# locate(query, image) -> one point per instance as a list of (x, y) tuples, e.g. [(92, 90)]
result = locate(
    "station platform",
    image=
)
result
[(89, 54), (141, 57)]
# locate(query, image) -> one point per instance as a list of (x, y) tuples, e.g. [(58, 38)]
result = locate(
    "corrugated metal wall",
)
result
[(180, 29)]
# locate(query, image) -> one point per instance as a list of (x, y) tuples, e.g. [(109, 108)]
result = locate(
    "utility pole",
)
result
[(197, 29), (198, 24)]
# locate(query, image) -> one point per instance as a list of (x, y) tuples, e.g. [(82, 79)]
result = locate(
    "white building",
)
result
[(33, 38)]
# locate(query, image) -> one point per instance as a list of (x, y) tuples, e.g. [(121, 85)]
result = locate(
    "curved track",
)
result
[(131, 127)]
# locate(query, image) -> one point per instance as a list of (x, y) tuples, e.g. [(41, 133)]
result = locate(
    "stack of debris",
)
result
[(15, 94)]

--

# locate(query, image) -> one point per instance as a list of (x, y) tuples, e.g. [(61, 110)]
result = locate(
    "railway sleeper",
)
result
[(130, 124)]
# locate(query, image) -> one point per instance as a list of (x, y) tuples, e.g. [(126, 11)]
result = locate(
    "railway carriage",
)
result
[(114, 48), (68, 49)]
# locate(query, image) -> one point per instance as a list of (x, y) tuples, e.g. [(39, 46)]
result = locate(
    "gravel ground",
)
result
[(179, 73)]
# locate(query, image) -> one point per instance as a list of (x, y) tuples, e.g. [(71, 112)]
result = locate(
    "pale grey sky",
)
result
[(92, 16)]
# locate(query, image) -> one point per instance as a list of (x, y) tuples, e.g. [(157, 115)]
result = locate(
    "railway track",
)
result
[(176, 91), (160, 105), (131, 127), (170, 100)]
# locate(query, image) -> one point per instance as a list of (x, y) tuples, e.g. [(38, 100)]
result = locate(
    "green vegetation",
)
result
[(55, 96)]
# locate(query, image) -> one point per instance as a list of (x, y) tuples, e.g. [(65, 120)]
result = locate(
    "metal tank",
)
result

Written task: Reproduce the rows starting at the line containing "e.g. [(92, 90)]" and ending at the line containing "[(180, 29)]", swapping "station platform" for "loading dock" and leaving everything else unchanged.

Finished exercise:
# locate(query, image) -> one point per instance as a list of (x, y) tuples, e.g. [(92, 90)]
result = locate(
    "loading dock",
    image=
)
result
[(89, 54), (141, 57)]
# locate(query, image) -> one point per instance as a list of (x, y) tuples, e.g. [(58, 38)]
result = locate(
    "corrugated metal wall",
)
result
[(180, 29)]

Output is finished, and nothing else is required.